Brano citato:
• • • •
Ulrike Marie Meinhof [1934-1976] giornalista e co-fondatrice del gruppo rivoluzionario tedesco-occidentale di estrema sinistra, RAF, Rote Armee Fraktion [Frazione dell’Armata Rossa], conosciuto dalla stampa anche come Banda Baader-Meinhof.


 
Andreas Baader fu il primo leader della RAF. Nel 1968, Baader e la sua compagna Gudrun Ensslin furono condannati per aver posto una bomba incendiaria in un supermercato di  Francoforte. Il 14 maggio 1970, Baader fuggì dalla custodia degli agenti con l’aiuto della giornalista Ulrike Marie Meinhof. Il primo giugno del 1972, Baader e i militanti armati del suo gruppo, Jan- Carl Raspe e Holger Meins, furono catturati in un interminabile conflitto a fuoco a Francoforte. Il 18 ottobre 1977, nel carcere di Stammheim, Baader e Gudrun Ensslin vennero trovati morti. Baader e un altro dei detenuti della RAF, Jan-Carl Raspe, che sarebbe, successivamente, morto in ospedale, presentavano lesioni da armi da fuoco. Ensslin era stata strangolata dal cavo di un altoparlante e un’altra detenuta, Irmgard Möller, che riucì a sopravvivere, fu trovata agonizzante dopo essersi pugnalata al petto.

 Gudrun Ensslin

La socialdemocrazia tedesca è forte in uno Stato forte, non è ancora saldamente al potere; quando vi arriva si trova di fronte a un tessuto sociale, in cui, nel 1968, un attentato incendiario a un supermercato di Francoforte ha fatto finire, nell’aprile, in carcere un giovane pressoché sconosciuto di nome Andreas Baader, che viene liberato, nel maggio, con l’azione di un commando della RAF, Rote Armee Fraktion [Frazione dell’Armata Rossa], diretta da una altrettanto giovane terrorista di nome Ulrike Meinhof.
La socialdemocrazia in Germania conduce il Paese a livelli di vita qualitativamente eccezionali, a una potenza economica, finanziaria e politica che neppure i più ambiziosi sogni di “rinascita tedesca” hanno, mai, accarezzato; ma, al tempo stesso, governa una Nazione che diventa teatro, proprio a partire dal 1968, di inquietanti movimenti giovanili, specie studenteschi e, ancora peggio, di una fitta serie di gesta terroristiche che culminano, circa dieci anni dopo, nel rapimento e nell’assassinio del potentissimo capo della confindustria tedesca,  Hanns-Martin Schleyer[1].
• • • •
Righe fornite:
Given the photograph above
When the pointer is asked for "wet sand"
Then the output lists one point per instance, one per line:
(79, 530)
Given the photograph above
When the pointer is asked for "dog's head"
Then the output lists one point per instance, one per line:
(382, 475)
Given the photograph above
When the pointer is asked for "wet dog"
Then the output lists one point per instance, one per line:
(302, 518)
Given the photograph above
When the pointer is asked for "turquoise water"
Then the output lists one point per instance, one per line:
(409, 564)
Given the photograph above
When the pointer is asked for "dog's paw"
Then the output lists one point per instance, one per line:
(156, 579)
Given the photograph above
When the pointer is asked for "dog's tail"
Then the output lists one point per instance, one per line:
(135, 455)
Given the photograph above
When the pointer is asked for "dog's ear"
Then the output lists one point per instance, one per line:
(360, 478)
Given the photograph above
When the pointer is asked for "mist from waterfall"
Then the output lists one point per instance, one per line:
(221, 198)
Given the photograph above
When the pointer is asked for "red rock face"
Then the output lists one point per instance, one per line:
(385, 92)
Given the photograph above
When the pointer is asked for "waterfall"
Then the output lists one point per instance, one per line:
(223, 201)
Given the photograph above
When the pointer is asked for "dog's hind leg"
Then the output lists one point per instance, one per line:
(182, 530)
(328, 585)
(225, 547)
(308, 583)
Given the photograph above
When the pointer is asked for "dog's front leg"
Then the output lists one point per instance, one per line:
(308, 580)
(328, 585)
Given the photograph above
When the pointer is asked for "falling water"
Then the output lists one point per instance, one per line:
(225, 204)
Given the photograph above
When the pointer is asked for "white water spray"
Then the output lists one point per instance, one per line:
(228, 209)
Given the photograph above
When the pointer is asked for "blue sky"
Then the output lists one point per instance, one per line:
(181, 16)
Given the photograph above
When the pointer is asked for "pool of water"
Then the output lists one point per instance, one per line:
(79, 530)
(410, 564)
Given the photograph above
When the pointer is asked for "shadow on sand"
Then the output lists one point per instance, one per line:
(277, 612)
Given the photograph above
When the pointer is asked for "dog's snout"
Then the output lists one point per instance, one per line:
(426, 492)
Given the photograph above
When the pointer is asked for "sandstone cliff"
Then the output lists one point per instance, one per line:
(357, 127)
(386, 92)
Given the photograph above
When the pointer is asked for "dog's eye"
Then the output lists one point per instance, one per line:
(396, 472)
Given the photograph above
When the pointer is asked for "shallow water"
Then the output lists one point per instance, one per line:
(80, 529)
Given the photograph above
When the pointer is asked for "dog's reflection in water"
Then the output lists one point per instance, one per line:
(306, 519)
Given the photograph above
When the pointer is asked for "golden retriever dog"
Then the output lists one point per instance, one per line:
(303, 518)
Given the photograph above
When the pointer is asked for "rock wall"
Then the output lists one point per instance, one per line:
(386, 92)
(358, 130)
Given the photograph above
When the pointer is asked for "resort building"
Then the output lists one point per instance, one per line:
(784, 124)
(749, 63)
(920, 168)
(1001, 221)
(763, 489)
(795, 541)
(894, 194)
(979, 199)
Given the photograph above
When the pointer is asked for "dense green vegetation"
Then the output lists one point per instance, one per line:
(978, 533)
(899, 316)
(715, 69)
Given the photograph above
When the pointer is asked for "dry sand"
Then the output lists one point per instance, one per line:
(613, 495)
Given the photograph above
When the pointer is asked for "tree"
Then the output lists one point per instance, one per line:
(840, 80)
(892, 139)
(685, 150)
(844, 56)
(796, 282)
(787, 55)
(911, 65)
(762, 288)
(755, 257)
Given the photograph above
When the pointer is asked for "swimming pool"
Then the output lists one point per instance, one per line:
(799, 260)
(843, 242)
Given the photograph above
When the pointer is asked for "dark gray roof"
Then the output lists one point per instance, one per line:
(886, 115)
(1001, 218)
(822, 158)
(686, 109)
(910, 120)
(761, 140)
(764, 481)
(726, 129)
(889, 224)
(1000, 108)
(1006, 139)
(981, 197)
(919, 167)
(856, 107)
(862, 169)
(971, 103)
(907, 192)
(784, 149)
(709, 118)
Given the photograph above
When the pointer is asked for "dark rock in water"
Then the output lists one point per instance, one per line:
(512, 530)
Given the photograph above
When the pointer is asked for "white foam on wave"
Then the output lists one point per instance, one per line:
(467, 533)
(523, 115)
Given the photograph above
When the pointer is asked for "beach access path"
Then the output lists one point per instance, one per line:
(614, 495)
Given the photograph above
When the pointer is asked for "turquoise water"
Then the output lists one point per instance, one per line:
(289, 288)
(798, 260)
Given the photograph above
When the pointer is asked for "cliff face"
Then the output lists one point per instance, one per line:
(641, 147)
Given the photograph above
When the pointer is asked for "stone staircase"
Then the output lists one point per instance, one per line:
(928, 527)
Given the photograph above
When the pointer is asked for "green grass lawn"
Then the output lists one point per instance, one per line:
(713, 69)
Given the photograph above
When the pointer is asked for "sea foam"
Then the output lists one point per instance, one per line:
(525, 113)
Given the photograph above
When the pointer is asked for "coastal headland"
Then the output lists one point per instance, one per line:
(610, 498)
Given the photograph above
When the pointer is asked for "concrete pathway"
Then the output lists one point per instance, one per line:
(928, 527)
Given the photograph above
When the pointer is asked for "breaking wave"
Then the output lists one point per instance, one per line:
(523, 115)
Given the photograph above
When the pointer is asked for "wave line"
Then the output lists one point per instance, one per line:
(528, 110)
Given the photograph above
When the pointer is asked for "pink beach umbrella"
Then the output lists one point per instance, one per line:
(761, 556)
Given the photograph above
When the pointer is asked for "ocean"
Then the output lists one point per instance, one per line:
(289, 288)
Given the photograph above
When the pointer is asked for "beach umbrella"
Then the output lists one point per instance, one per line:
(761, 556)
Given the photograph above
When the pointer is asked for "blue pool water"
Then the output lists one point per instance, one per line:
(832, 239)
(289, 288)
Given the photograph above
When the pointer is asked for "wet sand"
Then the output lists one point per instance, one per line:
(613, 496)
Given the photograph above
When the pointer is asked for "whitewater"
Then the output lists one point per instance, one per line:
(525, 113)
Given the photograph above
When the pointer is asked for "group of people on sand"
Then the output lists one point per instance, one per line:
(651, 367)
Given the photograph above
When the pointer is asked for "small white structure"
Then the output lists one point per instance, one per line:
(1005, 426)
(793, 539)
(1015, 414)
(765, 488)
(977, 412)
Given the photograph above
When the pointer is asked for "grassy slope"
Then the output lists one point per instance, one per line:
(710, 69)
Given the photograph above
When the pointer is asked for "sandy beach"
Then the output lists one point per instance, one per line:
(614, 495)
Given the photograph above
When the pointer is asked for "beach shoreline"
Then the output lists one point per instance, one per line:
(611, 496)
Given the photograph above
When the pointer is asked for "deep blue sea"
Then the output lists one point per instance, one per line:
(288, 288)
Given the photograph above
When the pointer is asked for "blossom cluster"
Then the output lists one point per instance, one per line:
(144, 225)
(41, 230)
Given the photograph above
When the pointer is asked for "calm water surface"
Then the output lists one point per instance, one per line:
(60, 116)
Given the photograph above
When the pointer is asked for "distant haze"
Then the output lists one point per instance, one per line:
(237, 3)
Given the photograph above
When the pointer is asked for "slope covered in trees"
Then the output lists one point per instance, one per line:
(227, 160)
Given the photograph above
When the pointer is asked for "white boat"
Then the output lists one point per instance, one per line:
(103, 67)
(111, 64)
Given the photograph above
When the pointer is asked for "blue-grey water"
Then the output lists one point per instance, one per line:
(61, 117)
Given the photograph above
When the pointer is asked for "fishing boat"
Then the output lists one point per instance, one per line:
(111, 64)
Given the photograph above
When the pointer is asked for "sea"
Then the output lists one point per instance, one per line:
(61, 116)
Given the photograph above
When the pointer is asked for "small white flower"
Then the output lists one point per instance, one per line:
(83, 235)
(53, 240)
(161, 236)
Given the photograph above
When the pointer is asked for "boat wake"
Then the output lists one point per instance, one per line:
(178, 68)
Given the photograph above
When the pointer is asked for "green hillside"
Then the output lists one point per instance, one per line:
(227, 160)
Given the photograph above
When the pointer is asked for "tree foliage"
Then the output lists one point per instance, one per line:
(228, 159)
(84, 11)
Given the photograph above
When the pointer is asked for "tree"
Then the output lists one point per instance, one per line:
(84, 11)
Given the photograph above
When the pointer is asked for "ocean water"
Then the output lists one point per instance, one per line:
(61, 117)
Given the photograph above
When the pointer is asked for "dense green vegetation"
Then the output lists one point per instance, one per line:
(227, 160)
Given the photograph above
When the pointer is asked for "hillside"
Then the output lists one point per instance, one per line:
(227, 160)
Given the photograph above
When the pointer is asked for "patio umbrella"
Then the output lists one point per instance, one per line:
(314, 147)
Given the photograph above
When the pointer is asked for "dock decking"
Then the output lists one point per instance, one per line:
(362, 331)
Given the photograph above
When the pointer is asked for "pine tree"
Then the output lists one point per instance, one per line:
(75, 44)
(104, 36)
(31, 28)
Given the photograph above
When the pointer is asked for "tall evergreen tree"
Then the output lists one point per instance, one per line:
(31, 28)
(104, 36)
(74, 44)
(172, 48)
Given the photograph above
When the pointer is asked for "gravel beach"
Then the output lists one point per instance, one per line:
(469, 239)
• • • •
Lavoro da svolgere:
(1) Rispondi alle seguenti domande sul brano relativo alla RAF.
(a) In quale data Baader fuggì dalla custodia degli agenti?
(b) In che modo era morta Gudrun Ensslin?
(c) Chi fu rapito e assassinato nella fase in cui culminò la serie di azioni terroristiche?
(2) Prosegui il brano sulla RAF a partire dalla frase che segue l'ultima riportata.
Le righe non servono per svolgere il lavoro.

Problemi risolti:
(1)
(a) Il 14 maggio 1970.
(b) Era stata strangolata dal cavo di un altoparlante.
(c) Hanns-Martin Schleyer, capo della confindustria tedesca.

(2)
Nel 1968, l’area del “socialismo reale” [URSS e Paesi nella sua sfera di influenza] è, dunque, in fermento per non dire in crisi; mentre i partiti comunisti, che agiscono al di fuori di essa, cercano, faticosamente e confusamente, una loro diversa identità. Un bilancio non molto più confortante possono farlo i socialisti delle diverse tendenze europee che sono giunti al governo, costretti come sono ad affrontare altri, differenti, ma non meno gravi, problemi.
Il mondo occidentale, democratico e capitalistico, non ha dovuto attendere il 1968 per essere scosso da febbri che denunciano ben più preoccupanti malattie.
Gli Stati Uniti, nonostante la loro forza e la loro ricchezza, covano germi di rivolta civile, fin dagli anni della guerra di Corea [1951], e, attraverso un lungo processo, passato sotto le forche caudine di esplosioni spontanee come gli hippies, la “cultura della droga”, le rivolte dei ghetti metropolitani, abitati da minoranze etniche [neri, portoricani, “bianchi poveri”], giungono fino alla protesta organizzata contro l’intervento militare nel Vietnam.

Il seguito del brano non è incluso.